Before video games and cable TV, I read a lot of books. I can remember reading Call of the Wild and White Fang in elementary school, “childrens” classics like Tom Sawyer, Robinson Crusoe, Adventures of Huckleberry Finn, 20000 Leagues. Encyclopaedia Brown was a favourite childrens series of mine.
Perhaps it’s just nostalgic romanticization, but I seem to recall that product quality used to be far more important: Manufacturers vied for customers’ favor and therefore focused on offering the best value for money or innovative products to outdo the competition.
This seems to me to have been lost to a large extent due to the fact that unbridled capitalism—likely exacerbated by the Internet’s tendency toward centralization—has led to increased monopolization, so that providers have now shifted to exploit their customers to the maximum, since they no longer have the option of switching to any provider other than perhaps two or three gigantic corporations that dominate their respective business sectors unchallenged.
This seems to me to be a development that was certainly already in the making in the 1990s and early 2000s, but which has intensified—largely due to the internet’s trend toward globally centralized platforms—to such an extent that now even fewer, even more unscrupulous billionaires can abuse their unrestricted market power not just nationally or at least to some extent locally, but internationally.
It seems to me that this development has to do with the fact that the internet represents a global market, but there are simply no global authorities that could counteract the formation of monopolies on an international level.
It seems to me to be the logical consequence of the predominantly U.S.-led cutthroat capitalism that has essentially lost its social function of distributing goods in favor of becoming an instrument of power for the multi-billionaires who have become far too powerful. The result, it seems to me, is a kind of new monarchy of billionaires who have become so powerful that they have been able to place themselves above the community and the law—with fatal consequences for the general public.
Of course, these immensely influential private individuals with their boundless greed already existed in the 1990s, but in my opinion, their influence wasn’t quite as far-reaching back then.
Back then it was boring, but the trade off was you could be someone without being the best in the world. What used to be “let me tell you about my friend” became “let me show you this internet video.” You didn’t have to be the top player in the world to be the top player at the arcade. You didn’t have to be a prodigy to have people think your art was cool. The internet moved the goal posts out of reach and we were all suddenly nobody, consumers, wannabe influencers at best. The technology thought to allow everyone to find an audience put us in our place and we’re all nobody now. You get zero views, zero interest, the famous get a billion.
Something I’d like to mention, money was still mostly cash. I remember when credit cards became a thing. Getting credit and loans was rare. If you didn’t have the cash, you didn’t get it.

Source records
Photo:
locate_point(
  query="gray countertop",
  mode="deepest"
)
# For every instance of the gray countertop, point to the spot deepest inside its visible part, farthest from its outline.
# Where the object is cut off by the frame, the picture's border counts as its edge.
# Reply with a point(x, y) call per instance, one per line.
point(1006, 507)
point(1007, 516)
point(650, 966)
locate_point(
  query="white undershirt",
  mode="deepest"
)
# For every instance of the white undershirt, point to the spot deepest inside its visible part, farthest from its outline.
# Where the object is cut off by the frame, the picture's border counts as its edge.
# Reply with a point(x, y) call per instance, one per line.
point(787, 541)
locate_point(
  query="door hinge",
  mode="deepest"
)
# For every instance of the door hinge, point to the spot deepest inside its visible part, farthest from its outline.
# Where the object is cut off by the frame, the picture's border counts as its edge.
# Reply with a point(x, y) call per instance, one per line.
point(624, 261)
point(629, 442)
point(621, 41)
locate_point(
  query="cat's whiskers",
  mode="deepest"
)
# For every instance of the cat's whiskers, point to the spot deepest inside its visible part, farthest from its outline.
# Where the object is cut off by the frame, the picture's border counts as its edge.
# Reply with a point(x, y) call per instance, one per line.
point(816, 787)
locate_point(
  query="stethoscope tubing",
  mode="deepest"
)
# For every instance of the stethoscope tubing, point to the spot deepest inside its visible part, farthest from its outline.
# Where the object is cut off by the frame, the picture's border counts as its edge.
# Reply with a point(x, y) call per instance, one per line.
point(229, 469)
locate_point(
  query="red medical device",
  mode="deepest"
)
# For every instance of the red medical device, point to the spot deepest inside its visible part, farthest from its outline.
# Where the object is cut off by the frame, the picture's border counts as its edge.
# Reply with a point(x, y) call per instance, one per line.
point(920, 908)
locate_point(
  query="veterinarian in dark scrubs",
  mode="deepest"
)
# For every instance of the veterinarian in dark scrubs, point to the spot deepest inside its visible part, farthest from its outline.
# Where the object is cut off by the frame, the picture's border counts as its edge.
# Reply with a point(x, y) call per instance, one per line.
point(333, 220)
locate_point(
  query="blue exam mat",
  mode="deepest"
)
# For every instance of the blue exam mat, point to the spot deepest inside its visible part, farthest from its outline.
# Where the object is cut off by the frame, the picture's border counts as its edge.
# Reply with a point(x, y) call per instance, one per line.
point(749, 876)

### TASK BRIEF
Please continue the reminiscences about life before the internet from the point where they stop. The records stand apart from the text and are separate material.

### EXERCISE ANSWER
You could actually feel and count what you spent and realize how many hours of work it took to make. Now it’s just a fuzzy digital idea of how much youve earned and how much you owe.
Interestingly though… There was still the concept of “bad money, blood money, or filthy lucre.” If you thought someone was buying something with money they’d gotten from drugs, or whoring women or hurting people, you had the option of not taking it. Black balling that person and not dealing with them.
Now it’s so digital, and there is no concept of dirty money. The goal is get it anywhere and everywhere at all costs, and that’s wrong. The morality has gone out of trade and economics. And as crazy as that sounds, yes, there used to be morality in economics.
Certainly more than there is since the start of the new millennium.
Now it’s so digital, and there is no concept of dirty money.
Dude’s never heard of crypto.
Like 80% of what drove the rise of Bitcoins value was the drugmarket, ie dirty money. I myself had more than 120 Bitcoins for a few hours. I never invested in any crypto, just to make it clear. I just went to an anonymous automat in a mall, inserted cash, wrote in a crypto wallet address, went home and purchased drugs online.
Had I been a bit smarter I prolly would’ve invested a few euros into bitcoin, but to be fair I’ve not been in a financial situation where I’ve would’ve justified waited for it to grow for 10 years. I would’ve def cashed out at a few k.
Other than that yeah I feel your comment. I remember when all the adults had proper credit cards and kids had Visa Electrons, meaning it needed verification of funds before allowing a purchase, unlike a credit card you could just charge without verification. With one of these.. Dad had one, as he had a taxi. They don’t call it a “click-clack” for nothing. Using it felt like being an actionhero and loading a shotgun.
Are coin pockets even still a thing on jeans btw?
I’ve heard of cryptocurrency/bit coin and spice road, but real physical money and face to face exchange was a different feel.
Rule #1 Internet is anonymous.
It’s the way it is… But it’s different.
I never mentioned anything about a spice road, so either that’s shitty sarcasm or shitty lying.Edit sorry just bad reading by me I read “I’ve never heard of…” instead of “I have heard of”. Apologies.
Yeah cash is different, but dirty money isn’t always cash. If you believe that then you’re probably not aware how larger scale crimes work.
I am kinda annoyed with stores being allowed to not accept cash nowadays. When I was younger and drove a taxi I always had to have my own change on me, and sometimes I was broke when going to work and couldn’t break a 50 or a hundred and I’d just have to lower the fare to a sum I was able to break. Luckily hundreds were pretty rare and not being able to break one wasn’t a big deal. But breaking a 50 was assumed and once you were somewhere 20km from the nearest atm, the only choice for me was to just lower the price. Sometimes they’d tip the difference, but more often than not I had to round down like 5-10€.
I am kinda annoyed with stores being allowed to not accept cash nowadays.
I’m more annoyed they’re not required to accept something electronic. I almost never carry cash anymore.
- electronic works any time, anywhere
- electronic works for any currency
- electronic immediately updates your account, compared to checks where you had to track pending purchases
Yes it means I can’t be anonymous, yes it makes it too easy to spend money I can’t afford. But the advantages really make up for the disadvantages (at least for me)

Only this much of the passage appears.